Exercise requirements —
**1.** According to the biography of Hans R. Griem, in what year did he become a full professor?
**2.** From the biography of Hans R. Griem, list every academic rank he held at the University of Maryland.
**3.** Continue the biography of Hans R. Griem from its last sentence.

Extracted text —
- Born: October 7, 1928 Kiel, Germany
- Died: October 2, 2019 (aged 90) Fairfax, Virginia
- Education: University of Kiel (Ph.D.)
- Awards: James Clerk Maxwell Prize for Plasma Physics (1991);
- Scientific career
- Fields: Plasma physics
- Thesis: (1954)

= Hans R. Griem =

German-American physicist (1928–2019)

Hans Rudolf Griem (October 7, 1928 – October 2, 2019) was a German-American physicist who specialized in experimental plasma physics and spectroscopy.

== Early life and career ==
Griem received his doctorate from the University of Kiel in 1954 and in the same year accepted a Fulbright Fellowship at the University of Maryland to work on the physics of the upper atmosphere. He then returned to the University of Kiel for a two-year appointment dealing with high temperature physics. In 1957, he began working at the University of Maryland, first as an assistant professor in plasma physics before becoming an associate professor in 1961 and then full professor in 1963. He retired as professor emeritus in 1994.

Entries shown —
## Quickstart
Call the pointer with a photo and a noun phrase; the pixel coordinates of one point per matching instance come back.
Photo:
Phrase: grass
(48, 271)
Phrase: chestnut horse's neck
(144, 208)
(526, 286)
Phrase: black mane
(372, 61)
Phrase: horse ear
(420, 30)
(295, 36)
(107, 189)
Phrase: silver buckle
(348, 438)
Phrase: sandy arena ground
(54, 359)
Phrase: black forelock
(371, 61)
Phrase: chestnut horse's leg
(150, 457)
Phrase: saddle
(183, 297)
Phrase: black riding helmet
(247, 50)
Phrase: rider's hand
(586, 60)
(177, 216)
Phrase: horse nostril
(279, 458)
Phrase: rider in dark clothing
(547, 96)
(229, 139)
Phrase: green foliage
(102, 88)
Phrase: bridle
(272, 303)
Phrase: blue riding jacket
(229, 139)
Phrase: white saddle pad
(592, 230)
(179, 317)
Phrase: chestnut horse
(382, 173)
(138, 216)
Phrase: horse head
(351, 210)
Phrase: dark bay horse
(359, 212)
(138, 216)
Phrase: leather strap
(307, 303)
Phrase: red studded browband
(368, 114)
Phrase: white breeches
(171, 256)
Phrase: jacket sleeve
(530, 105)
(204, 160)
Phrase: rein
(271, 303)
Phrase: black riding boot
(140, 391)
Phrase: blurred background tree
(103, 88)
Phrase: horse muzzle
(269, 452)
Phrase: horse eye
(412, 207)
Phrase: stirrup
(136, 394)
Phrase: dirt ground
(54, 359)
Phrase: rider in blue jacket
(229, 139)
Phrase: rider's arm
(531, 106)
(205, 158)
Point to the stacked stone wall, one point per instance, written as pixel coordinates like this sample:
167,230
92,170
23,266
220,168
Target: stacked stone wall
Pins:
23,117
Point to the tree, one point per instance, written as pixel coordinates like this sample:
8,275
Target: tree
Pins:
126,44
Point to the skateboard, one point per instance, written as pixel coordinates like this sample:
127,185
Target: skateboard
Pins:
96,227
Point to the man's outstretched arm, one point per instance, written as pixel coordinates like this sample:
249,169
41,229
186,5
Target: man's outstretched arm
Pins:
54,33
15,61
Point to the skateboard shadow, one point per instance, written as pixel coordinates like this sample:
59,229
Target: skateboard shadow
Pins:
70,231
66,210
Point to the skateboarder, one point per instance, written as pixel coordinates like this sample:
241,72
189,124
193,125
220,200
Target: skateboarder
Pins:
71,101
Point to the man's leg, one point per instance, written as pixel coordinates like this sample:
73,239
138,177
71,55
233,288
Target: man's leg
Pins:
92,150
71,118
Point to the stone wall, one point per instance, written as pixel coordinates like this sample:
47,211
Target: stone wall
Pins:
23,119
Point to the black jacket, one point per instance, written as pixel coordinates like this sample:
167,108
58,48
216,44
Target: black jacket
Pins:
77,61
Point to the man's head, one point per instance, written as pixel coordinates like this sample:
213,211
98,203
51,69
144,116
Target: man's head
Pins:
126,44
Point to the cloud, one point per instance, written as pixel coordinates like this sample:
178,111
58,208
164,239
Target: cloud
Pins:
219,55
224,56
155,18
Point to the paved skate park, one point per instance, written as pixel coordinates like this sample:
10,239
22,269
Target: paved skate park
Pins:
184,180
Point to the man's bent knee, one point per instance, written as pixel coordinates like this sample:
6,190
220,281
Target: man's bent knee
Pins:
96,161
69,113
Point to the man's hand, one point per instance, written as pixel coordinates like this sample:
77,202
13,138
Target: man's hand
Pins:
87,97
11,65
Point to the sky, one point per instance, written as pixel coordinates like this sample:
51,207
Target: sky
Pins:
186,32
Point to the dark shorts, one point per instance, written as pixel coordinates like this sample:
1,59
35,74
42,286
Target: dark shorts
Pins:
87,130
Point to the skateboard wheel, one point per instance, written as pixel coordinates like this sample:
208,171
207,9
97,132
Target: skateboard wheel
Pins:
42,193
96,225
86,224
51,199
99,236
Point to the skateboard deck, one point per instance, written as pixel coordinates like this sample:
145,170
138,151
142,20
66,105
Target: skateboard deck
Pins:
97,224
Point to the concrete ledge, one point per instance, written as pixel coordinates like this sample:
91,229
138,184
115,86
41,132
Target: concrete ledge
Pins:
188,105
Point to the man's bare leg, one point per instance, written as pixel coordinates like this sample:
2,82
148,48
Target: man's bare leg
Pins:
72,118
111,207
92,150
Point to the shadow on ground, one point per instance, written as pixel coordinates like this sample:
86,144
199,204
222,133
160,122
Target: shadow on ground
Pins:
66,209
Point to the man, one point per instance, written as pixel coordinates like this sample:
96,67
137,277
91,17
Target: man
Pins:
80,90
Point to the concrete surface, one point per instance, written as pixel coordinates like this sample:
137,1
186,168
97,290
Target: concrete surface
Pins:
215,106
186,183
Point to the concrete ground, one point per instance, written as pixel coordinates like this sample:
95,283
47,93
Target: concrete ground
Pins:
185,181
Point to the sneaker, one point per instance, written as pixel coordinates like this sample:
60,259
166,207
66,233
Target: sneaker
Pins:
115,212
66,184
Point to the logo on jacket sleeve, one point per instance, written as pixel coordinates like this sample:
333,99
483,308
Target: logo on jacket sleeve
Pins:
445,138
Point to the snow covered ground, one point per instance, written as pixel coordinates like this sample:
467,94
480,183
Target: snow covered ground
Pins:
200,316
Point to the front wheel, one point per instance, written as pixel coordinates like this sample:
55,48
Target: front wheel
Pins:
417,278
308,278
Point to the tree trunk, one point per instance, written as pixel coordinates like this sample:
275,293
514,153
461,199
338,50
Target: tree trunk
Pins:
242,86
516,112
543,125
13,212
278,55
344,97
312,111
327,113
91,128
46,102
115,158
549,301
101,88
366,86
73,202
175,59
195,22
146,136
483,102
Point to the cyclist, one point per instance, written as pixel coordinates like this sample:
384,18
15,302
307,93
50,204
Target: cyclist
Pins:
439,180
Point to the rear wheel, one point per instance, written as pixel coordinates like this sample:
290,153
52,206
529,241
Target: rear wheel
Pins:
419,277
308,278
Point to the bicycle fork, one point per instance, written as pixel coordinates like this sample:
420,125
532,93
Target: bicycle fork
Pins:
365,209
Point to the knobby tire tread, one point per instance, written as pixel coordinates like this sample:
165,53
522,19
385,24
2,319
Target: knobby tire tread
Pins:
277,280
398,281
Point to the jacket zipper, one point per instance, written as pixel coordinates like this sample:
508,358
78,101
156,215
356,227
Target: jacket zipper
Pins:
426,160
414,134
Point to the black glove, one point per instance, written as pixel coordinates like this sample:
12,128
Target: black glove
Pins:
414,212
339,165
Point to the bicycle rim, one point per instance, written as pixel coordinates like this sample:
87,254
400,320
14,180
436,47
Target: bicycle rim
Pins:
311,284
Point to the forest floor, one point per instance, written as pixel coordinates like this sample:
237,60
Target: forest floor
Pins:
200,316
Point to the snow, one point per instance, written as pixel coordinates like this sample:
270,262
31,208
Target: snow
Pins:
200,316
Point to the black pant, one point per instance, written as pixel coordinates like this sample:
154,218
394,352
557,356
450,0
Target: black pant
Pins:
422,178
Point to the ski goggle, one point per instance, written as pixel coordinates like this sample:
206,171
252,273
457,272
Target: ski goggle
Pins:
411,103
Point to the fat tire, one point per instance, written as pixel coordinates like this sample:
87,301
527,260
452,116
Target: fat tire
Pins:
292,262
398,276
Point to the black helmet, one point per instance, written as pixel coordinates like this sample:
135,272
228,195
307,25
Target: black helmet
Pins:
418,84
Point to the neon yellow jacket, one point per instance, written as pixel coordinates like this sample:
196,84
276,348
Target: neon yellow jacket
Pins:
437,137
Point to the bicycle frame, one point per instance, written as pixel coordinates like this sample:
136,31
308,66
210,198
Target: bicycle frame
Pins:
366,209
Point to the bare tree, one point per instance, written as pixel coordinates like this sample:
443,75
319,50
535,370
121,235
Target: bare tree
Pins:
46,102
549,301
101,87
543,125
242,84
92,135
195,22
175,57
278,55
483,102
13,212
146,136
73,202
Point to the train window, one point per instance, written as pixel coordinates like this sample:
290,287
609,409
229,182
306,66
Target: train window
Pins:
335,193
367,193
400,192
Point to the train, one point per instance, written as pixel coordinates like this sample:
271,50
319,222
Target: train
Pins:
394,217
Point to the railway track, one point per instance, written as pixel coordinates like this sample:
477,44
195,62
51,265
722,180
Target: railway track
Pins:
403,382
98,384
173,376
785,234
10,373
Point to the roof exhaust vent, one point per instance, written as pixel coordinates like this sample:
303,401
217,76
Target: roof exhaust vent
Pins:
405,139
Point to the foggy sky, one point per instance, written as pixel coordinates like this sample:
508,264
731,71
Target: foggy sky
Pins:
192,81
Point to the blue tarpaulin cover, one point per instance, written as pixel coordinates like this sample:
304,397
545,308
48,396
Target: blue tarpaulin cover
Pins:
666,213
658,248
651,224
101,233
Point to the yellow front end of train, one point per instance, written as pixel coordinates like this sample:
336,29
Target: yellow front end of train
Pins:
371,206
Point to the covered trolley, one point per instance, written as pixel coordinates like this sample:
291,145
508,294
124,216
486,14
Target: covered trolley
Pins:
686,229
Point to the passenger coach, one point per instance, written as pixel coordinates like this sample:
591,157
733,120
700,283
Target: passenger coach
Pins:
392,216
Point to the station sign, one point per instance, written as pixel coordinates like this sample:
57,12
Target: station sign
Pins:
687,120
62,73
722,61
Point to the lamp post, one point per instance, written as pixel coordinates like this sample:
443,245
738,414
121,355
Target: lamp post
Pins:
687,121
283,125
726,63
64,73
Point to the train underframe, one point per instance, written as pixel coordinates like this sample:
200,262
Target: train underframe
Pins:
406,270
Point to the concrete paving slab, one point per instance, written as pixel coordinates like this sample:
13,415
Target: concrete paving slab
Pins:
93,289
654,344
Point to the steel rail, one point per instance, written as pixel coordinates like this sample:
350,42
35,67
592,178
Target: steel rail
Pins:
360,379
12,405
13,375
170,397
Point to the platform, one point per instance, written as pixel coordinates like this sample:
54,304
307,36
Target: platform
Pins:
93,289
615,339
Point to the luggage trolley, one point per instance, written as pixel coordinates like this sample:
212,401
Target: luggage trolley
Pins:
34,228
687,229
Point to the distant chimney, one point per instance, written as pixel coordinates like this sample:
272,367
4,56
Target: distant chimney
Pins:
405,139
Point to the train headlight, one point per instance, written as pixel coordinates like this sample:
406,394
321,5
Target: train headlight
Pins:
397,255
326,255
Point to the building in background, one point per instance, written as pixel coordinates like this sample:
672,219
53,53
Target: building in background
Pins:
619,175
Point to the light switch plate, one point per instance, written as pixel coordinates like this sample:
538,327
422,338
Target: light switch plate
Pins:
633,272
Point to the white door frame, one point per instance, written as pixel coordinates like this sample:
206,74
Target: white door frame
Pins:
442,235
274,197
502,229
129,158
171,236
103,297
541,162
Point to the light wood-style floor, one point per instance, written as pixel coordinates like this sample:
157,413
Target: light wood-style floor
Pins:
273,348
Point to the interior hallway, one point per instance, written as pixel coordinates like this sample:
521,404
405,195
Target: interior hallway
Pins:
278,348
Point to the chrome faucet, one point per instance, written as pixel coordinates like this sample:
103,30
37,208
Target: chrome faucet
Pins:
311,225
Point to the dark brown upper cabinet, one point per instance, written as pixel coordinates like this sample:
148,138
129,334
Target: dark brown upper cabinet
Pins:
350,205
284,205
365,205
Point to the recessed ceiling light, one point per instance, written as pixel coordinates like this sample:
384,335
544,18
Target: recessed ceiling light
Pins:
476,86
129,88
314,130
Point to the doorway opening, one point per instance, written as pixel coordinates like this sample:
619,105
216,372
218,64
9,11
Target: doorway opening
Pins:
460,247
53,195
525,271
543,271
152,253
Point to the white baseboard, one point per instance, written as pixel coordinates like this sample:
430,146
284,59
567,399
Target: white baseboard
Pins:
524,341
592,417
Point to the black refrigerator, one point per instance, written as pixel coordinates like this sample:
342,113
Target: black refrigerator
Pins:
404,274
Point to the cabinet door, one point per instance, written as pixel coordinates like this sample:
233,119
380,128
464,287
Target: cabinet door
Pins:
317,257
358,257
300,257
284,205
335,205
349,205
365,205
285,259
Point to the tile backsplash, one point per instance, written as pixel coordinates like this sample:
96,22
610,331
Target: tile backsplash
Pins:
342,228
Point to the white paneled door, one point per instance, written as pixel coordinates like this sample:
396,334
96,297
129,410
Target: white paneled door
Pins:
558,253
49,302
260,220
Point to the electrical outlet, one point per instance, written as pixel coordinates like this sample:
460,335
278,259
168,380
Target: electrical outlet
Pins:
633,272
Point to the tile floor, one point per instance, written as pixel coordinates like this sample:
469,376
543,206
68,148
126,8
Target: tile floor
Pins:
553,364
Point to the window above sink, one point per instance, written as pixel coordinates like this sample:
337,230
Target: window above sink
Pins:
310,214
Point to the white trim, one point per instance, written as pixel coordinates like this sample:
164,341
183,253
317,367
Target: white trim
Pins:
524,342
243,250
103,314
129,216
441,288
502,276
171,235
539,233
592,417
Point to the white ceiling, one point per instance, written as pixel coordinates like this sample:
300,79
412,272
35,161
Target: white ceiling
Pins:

Results in order —
**1.** 1963

**2.** Assistant professor, associate professor, full professor, professor emeritus

**3.**
From 1976 to 1994, Griem was a consultant at Los Alamos National Laboratory.

== Honors and awards ==
In 1967, Griem was elected a fellow of the American Physical Society. In 1991, he received the James Clerk Maxwell Prize for Plasma Physics for "his numerous contributions to experimental plasma physics and spectroscopy, particularly in the area of improved diagnostic methods for high temperature plasmas, and for his books on plasma spectroscopy and spectral line broadening in plasmas that have become standard references in the field".

Griem also received a Guggenheim Fellowship, a Humboldt Award and the William F. Meggers Award of the Optical Society.

== Books ==

- Griem, Hans R. (1964). "Plasma spectroscopy"
- Griem, Hans R. (1974). "Spectral line broadening by plasmas"
- Griem, Hans R. (2009). "Principles of Plasma Spectroscopy."